What to work on
Count the lines in the records below that contain the string "bracketed", treating uppercase and lowercase as different. Reply with the number only.

Data shown
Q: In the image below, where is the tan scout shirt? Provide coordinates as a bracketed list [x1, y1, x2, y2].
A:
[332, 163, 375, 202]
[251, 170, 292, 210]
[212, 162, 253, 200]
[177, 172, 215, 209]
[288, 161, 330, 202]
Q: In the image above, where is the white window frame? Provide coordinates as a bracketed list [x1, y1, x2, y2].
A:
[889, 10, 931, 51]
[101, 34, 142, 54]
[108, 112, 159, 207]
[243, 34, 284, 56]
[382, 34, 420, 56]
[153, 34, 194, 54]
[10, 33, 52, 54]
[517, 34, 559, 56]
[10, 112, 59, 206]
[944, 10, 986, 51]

Result of this exercise
2